- [PROBLEM REQUIREMENTS]
For each statement below about the excerpt on Scher's remarks about surveillance, state whether it agrees with the excerpt, answering yes or no and quoting the deciding words: (a) Scher said she both loves and hates surveillance. (b) Scher stated that technology will certainly be used for good. (c) Scher described her artwork as creating a "cosmology of surveillance."

Noting that surveillance techniques allow for the monitoring of individuals from birth to death, Scher said the question is how close can we get to surveillance before we are hurt or damaged or before it robs us of our freedom.

Scher noted that her artwork is about creating a "cosmology of surveillance" that makes people aware of the web of surveillance we inhabit. She said the trope in all her work is to make clear that data gathered through surveillance systems can be manipulated without the subject’s proper prior consent.

During the question and answer period that followed her presentation, Scher admitted that she both loves and hates surveillance, adding that she hopes to sensitize people to the pervasiveness of surveillance and make people more vigilant of its deployment. While positive medical and environmental uses can come from advanced surveillance equipment, Scher said, the real question is whether technology will be used for good or evil. Right now, she added, "It’s up for grabs."

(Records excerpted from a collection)

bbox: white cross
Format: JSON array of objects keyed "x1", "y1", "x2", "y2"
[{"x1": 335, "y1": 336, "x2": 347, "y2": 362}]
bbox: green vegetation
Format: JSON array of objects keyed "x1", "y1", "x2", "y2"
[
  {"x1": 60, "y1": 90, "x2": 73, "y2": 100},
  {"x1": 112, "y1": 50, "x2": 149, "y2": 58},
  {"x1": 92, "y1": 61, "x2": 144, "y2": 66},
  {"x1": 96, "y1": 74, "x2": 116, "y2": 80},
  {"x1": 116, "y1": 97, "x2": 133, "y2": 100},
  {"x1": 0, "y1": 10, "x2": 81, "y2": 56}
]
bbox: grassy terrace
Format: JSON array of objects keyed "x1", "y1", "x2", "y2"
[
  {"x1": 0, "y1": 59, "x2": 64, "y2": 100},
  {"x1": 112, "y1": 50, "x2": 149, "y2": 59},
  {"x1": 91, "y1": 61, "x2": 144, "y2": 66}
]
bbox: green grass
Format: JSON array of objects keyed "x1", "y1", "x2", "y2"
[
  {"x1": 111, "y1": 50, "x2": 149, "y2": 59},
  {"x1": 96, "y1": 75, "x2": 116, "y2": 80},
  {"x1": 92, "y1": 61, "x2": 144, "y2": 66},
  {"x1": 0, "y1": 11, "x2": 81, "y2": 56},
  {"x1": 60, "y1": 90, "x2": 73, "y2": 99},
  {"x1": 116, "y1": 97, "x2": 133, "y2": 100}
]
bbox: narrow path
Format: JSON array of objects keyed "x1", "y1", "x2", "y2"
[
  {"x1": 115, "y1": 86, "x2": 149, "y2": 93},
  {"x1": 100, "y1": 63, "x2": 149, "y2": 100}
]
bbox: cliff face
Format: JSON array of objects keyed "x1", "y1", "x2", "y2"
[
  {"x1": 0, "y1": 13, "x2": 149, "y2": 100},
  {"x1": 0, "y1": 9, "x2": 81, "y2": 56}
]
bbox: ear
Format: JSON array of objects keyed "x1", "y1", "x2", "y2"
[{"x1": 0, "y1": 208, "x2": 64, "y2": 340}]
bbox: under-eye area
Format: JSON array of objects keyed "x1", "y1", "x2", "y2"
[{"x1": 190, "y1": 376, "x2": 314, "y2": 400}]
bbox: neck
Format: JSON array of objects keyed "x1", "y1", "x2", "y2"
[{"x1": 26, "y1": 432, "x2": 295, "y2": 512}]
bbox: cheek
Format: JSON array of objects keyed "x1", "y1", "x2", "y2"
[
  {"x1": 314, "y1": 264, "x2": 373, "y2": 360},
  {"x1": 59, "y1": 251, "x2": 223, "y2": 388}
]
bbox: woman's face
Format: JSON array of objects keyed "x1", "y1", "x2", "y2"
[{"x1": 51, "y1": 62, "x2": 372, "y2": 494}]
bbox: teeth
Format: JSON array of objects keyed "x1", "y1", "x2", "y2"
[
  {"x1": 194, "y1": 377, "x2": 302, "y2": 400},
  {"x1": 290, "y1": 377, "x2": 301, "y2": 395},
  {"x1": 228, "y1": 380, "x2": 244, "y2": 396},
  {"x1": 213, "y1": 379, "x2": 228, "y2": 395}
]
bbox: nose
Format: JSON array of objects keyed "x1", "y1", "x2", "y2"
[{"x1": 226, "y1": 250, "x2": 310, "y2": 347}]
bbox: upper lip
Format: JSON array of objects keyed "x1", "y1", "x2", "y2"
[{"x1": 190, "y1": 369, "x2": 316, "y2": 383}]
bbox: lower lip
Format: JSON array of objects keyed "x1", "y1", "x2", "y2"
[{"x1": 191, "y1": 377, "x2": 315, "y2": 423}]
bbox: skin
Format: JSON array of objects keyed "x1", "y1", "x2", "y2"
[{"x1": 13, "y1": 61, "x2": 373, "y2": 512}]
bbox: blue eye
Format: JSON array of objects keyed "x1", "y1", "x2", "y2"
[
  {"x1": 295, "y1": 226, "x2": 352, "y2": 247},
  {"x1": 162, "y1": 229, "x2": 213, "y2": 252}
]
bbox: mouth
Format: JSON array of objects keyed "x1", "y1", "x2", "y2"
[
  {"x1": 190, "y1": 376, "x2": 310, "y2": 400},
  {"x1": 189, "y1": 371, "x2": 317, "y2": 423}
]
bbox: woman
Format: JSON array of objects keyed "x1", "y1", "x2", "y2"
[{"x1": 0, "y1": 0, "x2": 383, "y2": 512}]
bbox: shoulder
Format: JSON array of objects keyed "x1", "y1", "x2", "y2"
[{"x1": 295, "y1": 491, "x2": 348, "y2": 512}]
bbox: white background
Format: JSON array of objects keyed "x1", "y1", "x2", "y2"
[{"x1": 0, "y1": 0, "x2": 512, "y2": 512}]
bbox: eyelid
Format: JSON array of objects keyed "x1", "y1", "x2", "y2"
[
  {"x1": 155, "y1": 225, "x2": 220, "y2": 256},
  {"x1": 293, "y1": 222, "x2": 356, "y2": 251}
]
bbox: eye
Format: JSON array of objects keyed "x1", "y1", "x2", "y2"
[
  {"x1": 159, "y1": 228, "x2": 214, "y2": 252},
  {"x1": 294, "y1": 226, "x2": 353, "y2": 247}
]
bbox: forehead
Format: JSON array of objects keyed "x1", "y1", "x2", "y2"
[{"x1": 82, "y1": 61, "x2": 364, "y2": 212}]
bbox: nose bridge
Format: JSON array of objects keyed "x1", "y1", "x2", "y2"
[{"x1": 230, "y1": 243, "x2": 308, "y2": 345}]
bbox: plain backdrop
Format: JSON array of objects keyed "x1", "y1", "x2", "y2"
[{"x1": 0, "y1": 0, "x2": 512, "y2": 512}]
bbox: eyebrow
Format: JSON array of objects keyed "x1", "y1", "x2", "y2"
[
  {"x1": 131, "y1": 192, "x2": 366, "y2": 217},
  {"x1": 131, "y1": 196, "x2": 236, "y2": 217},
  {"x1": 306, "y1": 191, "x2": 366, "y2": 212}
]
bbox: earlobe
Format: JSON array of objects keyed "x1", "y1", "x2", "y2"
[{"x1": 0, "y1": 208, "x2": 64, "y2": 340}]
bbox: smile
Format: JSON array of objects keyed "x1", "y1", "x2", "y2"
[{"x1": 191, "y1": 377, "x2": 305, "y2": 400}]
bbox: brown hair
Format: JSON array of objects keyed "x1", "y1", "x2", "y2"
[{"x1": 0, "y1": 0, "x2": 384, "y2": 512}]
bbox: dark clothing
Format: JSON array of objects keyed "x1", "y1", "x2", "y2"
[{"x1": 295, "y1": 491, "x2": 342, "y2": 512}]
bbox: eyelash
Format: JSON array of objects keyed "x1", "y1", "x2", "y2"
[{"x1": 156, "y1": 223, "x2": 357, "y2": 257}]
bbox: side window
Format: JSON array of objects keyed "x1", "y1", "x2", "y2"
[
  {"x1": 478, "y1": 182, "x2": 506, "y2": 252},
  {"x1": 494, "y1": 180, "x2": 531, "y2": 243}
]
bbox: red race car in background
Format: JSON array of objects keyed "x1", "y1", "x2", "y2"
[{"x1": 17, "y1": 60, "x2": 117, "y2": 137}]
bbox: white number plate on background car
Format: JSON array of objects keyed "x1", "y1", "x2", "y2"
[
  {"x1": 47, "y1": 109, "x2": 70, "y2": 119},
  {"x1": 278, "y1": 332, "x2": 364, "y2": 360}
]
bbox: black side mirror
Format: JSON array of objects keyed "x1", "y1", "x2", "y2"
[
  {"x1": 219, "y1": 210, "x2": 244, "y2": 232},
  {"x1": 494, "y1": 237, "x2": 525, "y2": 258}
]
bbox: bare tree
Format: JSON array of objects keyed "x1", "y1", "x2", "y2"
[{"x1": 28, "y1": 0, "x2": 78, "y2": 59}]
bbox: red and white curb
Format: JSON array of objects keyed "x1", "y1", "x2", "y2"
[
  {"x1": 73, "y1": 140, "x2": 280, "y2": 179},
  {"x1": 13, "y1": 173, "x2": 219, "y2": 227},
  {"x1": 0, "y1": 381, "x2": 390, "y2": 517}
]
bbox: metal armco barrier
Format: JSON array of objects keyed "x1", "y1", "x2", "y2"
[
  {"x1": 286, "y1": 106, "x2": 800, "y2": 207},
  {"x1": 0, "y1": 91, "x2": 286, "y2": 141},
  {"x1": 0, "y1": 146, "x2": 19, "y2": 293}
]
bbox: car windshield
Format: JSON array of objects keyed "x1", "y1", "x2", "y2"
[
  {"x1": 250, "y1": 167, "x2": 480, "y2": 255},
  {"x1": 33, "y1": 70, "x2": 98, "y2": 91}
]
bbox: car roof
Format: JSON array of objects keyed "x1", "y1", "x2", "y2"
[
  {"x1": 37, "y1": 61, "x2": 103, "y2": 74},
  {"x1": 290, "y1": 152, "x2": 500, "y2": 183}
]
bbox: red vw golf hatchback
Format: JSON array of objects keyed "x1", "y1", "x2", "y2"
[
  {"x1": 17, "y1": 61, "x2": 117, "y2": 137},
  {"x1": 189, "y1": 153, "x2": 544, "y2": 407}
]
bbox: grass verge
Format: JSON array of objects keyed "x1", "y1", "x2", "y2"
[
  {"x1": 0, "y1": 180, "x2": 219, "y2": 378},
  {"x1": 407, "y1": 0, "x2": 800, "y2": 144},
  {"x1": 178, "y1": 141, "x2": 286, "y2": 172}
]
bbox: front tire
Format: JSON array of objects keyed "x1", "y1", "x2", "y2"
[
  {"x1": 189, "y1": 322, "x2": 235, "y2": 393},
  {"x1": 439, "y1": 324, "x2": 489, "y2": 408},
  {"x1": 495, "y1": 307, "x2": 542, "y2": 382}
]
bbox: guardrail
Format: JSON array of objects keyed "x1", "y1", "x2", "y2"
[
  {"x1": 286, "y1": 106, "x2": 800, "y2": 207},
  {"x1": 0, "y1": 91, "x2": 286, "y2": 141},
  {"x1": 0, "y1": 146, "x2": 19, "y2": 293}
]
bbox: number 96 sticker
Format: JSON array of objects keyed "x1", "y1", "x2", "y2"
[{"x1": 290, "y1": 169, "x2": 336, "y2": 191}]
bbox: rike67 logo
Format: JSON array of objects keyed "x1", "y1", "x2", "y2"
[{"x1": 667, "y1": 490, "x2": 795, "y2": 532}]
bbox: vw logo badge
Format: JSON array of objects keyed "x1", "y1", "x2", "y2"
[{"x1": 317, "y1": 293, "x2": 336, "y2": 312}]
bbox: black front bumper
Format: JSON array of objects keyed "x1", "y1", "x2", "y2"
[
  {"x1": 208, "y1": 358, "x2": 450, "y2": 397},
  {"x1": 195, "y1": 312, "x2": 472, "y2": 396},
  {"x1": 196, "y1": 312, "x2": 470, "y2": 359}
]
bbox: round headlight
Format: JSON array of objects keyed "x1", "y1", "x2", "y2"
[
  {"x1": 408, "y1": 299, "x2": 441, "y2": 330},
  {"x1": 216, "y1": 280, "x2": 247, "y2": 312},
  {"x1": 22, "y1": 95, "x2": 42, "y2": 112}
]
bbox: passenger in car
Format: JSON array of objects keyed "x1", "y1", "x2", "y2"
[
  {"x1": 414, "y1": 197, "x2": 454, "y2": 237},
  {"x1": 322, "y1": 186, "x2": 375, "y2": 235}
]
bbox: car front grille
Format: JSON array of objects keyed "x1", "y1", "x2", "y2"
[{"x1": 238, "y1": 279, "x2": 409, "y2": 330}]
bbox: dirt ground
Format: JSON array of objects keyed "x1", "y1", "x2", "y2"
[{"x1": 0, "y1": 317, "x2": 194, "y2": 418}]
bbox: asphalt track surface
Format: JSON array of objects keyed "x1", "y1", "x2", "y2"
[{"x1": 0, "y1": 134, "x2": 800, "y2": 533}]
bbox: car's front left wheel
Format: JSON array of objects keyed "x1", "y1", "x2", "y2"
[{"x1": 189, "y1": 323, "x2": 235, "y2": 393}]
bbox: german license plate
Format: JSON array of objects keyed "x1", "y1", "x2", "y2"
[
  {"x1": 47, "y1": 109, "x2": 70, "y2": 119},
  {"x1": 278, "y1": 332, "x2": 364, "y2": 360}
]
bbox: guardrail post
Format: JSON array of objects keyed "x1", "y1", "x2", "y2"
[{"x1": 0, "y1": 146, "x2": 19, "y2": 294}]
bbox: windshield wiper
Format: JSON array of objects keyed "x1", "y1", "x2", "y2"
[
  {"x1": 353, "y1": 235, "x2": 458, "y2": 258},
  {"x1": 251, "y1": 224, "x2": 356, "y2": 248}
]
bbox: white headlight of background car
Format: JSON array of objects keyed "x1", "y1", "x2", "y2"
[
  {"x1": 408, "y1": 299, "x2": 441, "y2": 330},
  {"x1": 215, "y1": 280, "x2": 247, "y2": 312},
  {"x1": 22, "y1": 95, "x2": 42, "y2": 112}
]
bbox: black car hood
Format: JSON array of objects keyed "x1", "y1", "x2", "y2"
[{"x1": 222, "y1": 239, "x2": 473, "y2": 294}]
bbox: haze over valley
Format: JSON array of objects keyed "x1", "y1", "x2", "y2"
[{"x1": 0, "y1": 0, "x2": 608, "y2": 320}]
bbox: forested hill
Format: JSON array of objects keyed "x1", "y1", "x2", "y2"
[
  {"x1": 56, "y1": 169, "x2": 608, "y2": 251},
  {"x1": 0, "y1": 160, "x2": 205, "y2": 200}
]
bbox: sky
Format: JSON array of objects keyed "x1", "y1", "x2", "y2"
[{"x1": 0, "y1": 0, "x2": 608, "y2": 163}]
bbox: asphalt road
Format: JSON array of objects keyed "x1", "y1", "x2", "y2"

- [REPLY TO THE TASK]
(a) Yes: "Scher admitted that she both loves and hates surveillance"
(b) No: "the real question is whether technology will be used for good or evil. Right now, she added, "It’s up for grabs.""
(c) Yes: "Scher noted that her artwork is about creating a "cosmology of surveillance""